In so doing, the Court swept aside a line of D.C. Circuit and lower court decisions that had gradually expanded NEPA’s reach, turning what was once a procedural check into an onerous, open-ended roadblock to project development. Under that now-rejected approach, agencies often found themselves compelled to analyze speculative downstream effects with little relevance to the core project under consideration.
The ruling returns NEPA to its statutory roots—as a procedural tool designed to inform agency decision-making, not paralyze it. The Court’s opinion expressly seeks to restore balance, cautioning against what Justice Kavanaugh called the transformation of NEPA into a “blunt and haphazard tool employed by project opponents” to stall or derail infrastructure development.
The Court’s ruling carries significant implications for environmental law and infrastructure development:
1. Clearer Constraints on Environmental Reviews: Seven County reinforces the principle that under NEPA, agencies are required to evaluate only the environmental effects of the specific project or action before them. NEPA does not require agencies to analyze the environmental impacts off separate projects that differ in time, location, or fall outside of the agency’s regulatory authority.
2. Agency Expertise: The Court stressed that reviewing courts must afford “substantial deference” to agencies under NEPA. Unlike Loper Bright Enterprises v. Raimondo (2024), which limited deference to agency statutory interpretations, NEPA grants reviewing agencies discretion about “where to draw the line—including (i) how far to go in considering indirect environmental effects from the project at hand and (ii) whether to analyze environmental effects from other projects separate in time or place from the project at hand. “On those kinds of questions… agencies possess discretion and must have broad latitude to draw a ‘manageable line.’”
3. Greater Certainty for Infrastructure Development: By narrowing the scope of required environmental analysis, the decision reduces litigation risk for energy, transportation, and infrastructure projects—especially in the fossil fuel sector. It curtails the use of NEPA as a tool to delay projects through demands for broad climate or downstream pollution analysis. For example, an environmental review of a FERC-jurisdictional pipeline would generally not need to consider the downstream greenhouse gas emissions from the gas combustion facilities it supplies. As a result, we may see fewer NEPA challenges based on indirect or cumulative effects.
May 2025 PFAS Legislative Developments May Legislation Tracking (May 1 – May 31)
Current Trends in Legislation – May 2025
Federal Legislature
One new bill was introduced, which seeks to accelerate the development of PFAS-free equipment for firefighters.
State Legislature
Eighteen bills were introduced across eight states.

- _DIRECTIVES_
A. List the headings of the numbered implications of the Court's ruling given in the legal update.
B. Answer these questions from the legal update:
(i) Which justice described NEPA's transformation into a "blunt and haphazard tool employed by project opponents"?
(ii) How many bills were introduced in state legislatures, and across how many states?
(iii) What does the one new federal bill seek to accelerate?
C. Copy the passage of the legal update from "May 2025 PFAS" to "across eight states.".

Coordinate annotation records
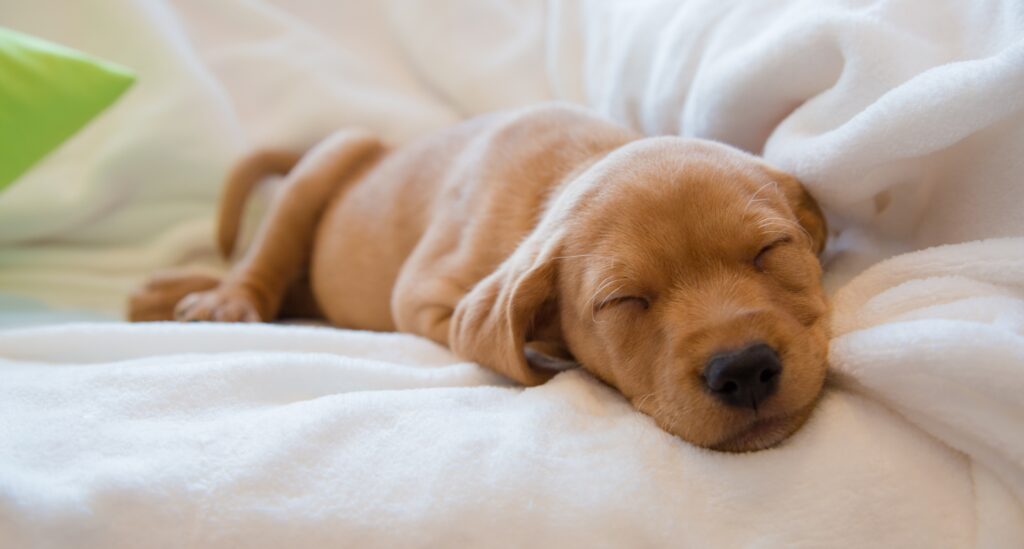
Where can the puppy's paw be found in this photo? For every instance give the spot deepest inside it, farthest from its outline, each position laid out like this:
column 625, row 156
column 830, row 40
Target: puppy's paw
column 157, row 298
column 221, row 304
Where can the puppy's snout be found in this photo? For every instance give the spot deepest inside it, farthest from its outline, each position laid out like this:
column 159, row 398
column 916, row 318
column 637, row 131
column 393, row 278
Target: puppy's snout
column 745, row 377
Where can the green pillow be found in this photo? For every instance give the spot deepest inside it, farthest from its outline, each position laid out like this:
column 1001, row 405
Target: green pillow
column 47, row 92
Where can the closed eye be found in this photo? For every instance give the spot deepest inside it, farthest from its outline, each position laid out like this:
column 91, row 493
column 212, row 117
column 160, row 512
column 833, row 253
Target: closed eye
column 759, row 260
column 633, row 300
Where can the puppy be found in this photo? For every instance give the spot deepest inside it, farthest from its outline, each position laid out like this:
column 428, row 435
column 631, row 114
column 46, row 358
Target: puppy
column 682, row 272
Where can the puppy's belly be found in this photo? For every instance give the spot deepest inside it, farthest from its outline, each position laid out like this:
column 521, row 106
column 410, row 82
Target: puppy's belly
column 352, row 271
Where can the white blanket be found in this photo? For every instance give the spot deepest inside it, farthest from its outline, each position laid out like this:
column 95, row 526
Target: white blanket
column 905, row 119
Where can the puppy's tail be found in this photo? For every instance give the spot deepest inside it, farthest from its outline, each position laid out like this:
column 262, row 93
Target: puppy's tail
column 241, row 181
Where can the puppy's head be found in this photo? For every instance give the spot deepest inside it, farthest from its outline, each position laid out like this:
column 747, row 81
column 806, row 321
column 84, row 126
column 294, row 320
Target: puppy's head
column 682, row 272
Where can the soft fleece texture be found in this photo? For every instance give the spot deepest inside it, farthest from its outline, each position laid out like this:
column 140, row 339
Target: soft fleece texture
column 904, row 118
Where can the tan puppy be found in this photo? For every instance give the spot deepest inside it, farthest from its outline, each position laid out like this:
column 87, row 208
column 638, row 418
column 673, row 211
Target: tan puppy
column 683, row 272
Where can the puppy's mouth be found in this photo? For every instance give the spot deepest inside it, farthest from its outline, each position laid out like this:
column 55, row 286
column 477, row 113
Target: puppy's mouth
column 763, row 433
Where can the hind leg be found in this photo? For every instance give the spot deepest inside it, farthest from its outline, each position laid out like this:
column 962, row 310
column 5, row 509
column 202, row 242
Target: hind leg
column 157, row 299
column 256, row 287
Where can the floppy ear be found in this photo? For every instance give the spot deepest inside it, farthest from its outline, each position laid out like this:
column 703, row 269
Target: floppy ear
column 494, row 324
column 806, row 208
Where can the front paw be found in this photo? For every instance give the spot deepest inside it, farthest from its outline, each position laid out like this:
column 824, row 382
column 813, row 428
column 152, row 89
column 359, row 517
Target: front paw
column 221, row 304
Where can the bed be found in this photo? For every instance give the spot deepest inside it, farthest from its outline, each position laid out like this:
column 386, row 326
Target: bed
column 905, row 119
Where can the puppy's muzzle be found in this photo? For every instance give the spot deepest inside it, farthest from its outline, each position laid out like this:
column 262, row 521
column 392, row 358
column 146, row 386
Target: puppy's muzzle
column 743, row 378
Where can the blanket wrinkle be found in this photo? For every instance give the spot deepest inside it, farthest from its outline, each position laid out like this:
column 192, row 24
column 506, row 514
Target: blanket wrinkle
column 904, row 118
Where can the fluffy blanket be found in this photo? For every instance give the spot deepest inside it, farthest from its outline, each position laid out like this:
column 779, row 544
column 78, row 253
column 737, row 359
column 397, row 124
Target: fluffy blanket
column 904, row 118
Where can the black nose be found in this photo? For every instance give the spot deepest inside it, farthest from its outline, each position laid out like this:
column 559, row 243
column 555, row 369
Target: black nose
column 745, row 377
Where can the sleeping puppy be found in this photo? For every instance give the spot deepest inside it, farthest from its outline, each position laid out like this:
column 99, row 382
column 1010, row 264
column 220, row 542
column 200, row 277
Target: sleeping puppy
column 682, row 272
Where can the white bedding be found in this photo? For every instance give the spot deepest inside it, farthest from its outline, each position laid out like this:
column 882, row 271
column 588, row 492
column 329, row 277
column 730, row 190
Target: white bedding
column 905, row 119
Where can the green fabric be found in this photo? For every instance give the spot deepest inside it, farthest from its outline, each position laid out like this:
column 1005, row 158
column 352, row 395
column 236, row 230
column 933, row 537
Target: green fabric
column 47, row 92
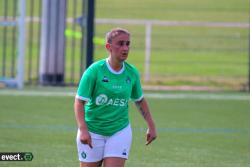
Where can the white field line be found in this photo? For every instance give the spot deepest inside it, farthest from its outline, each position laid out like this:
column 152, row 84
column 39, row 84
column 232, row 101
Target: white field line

- _RESPONSES FOR EACH TASK_
A.
1. Clearer Constraints on Environmental Reviews
2. Agency Expertise
3. Greater Certainty for Infrastructure Development

B.
(i) Justice Kavanaugh
(ii) Eighteen bills across eight states
(iii) The development of PFAS-free equipment for firefighters

C.
May 2025 PFAS Legislative Developments May Legislation Tracking (May 1 – May 31)
Current Trends in Legislation – May 2025
Federal Legislature
One new bill was introduced, which seeks to accelerate the development of PFAS-free equipment for firefighters.
State Legislature
Eighteen bills were introduced across eight states.